===== DATA LISTING =====

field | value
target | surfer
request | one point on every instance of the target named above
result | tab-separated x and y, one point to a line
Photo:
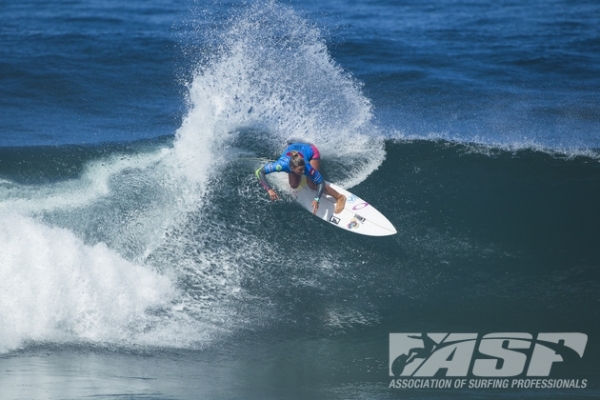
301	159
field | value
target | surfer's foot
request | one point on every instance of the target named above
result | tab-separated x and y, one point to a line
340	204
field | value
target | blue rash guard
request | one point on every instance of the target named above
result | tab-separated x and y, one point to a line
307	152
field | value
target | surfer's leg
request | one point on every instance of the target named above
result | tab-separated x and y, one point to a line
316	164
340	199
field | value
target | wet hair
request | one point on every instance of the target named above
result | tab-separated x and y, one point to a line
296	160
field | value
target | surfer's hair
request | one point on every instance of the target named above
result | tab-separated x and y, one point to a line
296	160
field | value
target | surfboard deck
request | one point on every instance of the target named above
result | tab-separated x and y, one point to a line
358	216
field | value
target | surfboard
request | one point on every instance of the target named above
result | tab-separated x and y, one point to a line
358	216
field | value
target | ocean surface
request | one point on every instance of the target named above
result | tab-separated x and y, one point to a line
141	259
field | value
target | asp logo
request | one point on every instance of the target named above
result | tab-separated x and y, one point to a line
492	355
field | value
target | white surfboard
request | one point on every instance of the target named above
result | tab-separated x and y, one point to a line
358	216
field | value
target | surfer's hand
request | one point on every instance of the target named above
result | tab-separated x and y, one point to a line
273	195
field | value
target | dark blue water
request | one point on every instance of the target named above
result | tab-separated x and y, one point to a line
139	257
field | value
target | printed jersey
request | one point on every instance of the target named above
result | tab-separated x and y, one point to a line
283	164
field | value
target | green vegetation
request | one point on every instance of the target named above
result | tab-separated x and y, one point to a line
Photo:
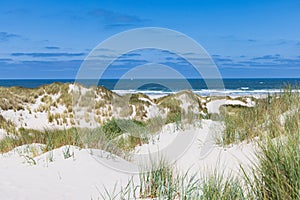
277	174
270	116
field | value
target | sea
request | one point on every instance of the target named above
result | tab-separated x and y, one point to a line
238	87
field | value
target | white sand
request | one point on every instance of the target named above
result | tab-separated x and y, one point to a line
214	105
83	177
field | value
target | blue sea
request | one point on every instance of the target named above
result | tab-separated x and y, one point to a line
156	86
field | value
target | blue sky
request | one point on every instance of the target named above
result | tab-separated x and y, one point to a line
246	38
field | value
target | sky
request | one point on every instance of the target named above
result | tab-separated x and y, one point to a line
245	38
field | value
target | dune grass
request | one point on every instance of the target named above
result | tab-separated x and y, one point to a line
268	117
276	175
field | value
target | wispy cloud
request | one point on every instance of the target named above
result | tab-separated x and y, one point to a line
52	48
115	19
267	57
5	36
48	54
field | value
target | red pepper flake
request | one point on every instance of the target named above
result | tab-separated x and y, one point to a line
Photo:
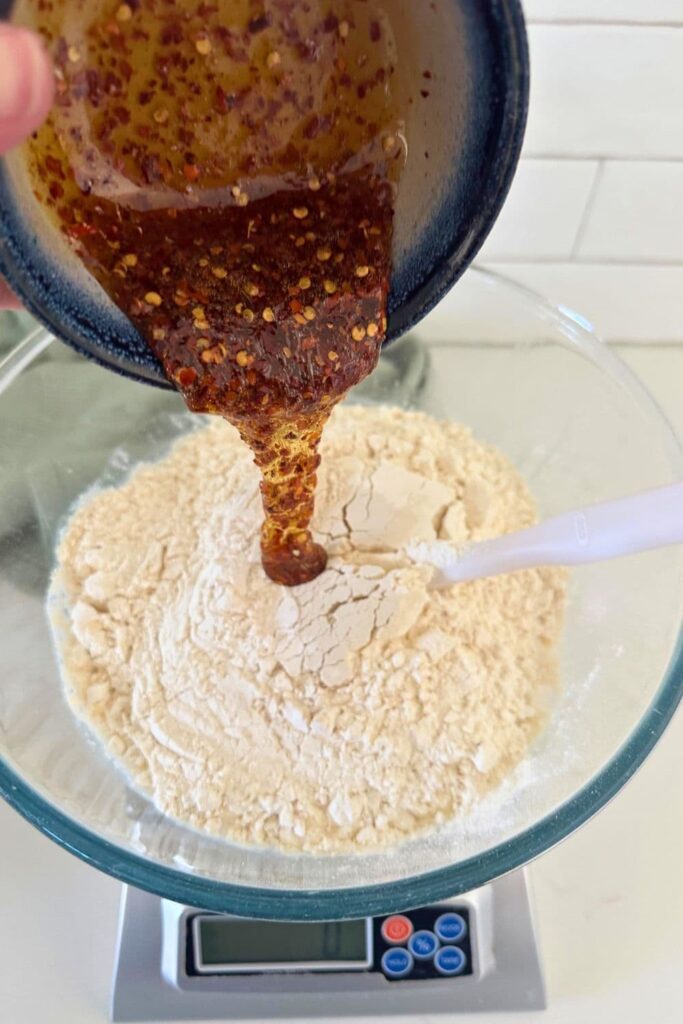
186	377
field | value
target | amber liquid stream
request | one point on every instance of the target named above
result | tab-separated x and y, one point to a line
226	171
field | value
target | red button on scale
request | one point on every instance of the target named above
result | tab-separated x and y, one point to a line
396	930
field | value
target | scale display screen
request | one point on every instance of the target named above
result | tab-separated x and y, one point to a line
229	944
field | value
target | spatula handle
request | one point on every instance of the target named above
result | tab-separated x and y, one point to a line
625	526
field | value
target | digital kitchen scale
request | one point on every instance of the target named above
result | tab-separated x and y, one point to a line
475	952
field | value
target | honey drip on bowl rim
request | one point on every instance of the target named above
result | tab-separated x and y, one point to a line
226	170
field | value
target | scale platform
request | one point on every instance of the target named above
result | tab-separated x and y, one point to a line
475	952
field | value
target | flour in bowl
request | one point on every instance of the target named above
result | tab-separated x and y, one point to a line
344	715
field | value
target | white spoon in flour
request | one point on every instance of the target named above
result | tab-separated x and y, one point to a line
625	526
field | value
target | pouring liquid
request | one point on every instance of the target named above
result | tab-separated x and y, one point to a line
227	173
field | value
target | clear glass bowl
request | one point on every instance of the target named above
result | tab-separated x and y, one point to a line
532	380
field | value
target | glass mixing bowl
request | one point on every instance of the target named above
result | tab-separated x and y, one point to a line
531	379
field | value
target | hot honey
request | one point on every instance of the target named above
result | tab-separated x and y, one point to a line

=====

§ EXERCISE BRIEF
Retype the listing exactly. Skip every picture.

§ YOUR RESPONSE
field | value
target | surfer
request | one point on every instance of the target named above
result | tab-separated x and y, one point to a line
Photo:
301	159
field | value
target | surfer's foot
request | one point on every instance of the target named above
result | tab-separated x and y, one point to a line
340	204
field | value
target | blue rash guard
request | one point on every instance of the target named above
result | tab-separated x and y, one point to a line
307	152
field | value
target | surfer's leg
request | one point on every instance of the target named above
result | tab-separated x and y, one point to a line
316	164
340	199
field | value
target | wet hair
request | one point on every instance of the target named above
result | tab-separated x and y, one point to a line
296	160
field | value
target | surfer's hair
request | one point on every instance of the target named above
result | tab-separated x and y, one point to a line
296	160
field | value
target | surfboard deck
request | one point on every instance of the target named above
result | tab-separated x and y, one point to a line
358	216
field | value
target | surfboard
request | one point on every instance of the target named above
result | tab-separated x and y, one point to a line
358	216
field | value
target | ocean surface
request | one point on every instance of the target named above
result | tab-separated x and y, one point to a line
141	259
field | value
target | asp logo
request | one point on every instance of the target named above
result | tab-separated x and y, one point to a line
492	355
field | value
target | white surfboard
request | one point on every instance of the target named above
result | tab-separated x and y, one point to a line
358	216
field | value
target | surfer's hand
request | one point on every instance of the target named above
result | tab-separated x and y, one point to a line
273	195
field | value
target | dark blue water
request | one point on every instance of the target named above
result | tab-separated x and y, one point to a line
139	257
field | value
target | printed jersey
request | one point on every instance of the target named above
result | tab-separated x and y, one point to a line
283	164
field | value
target | green vegetation
request | one point on every instance of the target named above
result | tab-separated x and y, one point to a line
Photo:
277	174
270	116
field | value
target | sea
request | one point on every instance of the target named above
result | tab-separated x and y, one point to a line
238	87
field | value
target | white sand
request | one point on every instance of the target named above
result | tab-separated x and y, one point to a line
214	105
83	177
field | value
target | blue sea
request | one point on every instance of the target named above
result | tab-separated x and y, one point to a line
156	86
field | value
target | blue sky
request | one point on every instance of the target named above
result | tab-separated x and y, one point to a line
246	38
field | value
target | sky
request | one point on every instance of the target named above
result | tab-separated x and y, one point to a line
245	38
field | value
target | dune grass
request | one point on every instance of the target named above
result | tab-separated x and y, one point to a line
268	117
276	175
field | value
target | wispy cloud
request | one point on every instance of the target named above
result | tab-separated x and y, one point to a line
52	48
115	19
267	57
5	36
48	54
field | value
target | red pepper flake
request | one point on every instance of the target named above
result | tab-separated x and y, one point to a line
Photo:
186	377
field | value
target | amber liquid stream
request | one point on every instance of the target named above
result | tab-separated x and y, one point to a line
226	171
field | value
target | red button on scale
request | one point on every instance of the target named above
result | tab-separated x and y, one point to a line
396	930
field | value
target | scale display screen
request | one point on every instance of the target named above
result | tab-separated x and y, one point to a line
229	944
field | value
target | spatula handle
request | one point on every instance of the target named above
result | tab-separated x and y, one point to a line
625	526
field | value
target | digital kitchen scale
request | one point on every instance of the target named above
result | tab-separated x and y, one point to a line
475	952
field | value
target | honey drip on bowl rim
request | one point on every instance of the target named above
result | tab-separated x and y, one point to a line
226	170
field | value
target | scale platform
request | one point on every instance of the target named above
result | tab-separated x and y, one point to a line
475	952
field | value
target | flour in bowl
request | one point on every instance of the target named above
result | tab-separated x and y, one point to a line
344	715
field | value
target | white spoon in flour
request | one point on every instance of the target named above
result | tab-separated x and y, one point to a line
625	526
field | value
target | pouring liquid
request | one point on every instance of the target named above
result | tab-separated x and y, one point to a line
227	173
field | value
target | clear glass bowl
request | one point on every instance of the target named above
result | tab-separated x and y, one point to a line
532	380
field | value
target | glass mixing bowl
request | one point on every instance of the target named above
result | tab-separated x and y, one point to a line
531	379
field | value
target | hot honey
request | one point on every instance of the target named above
result | tab-separated x and y, one point to a line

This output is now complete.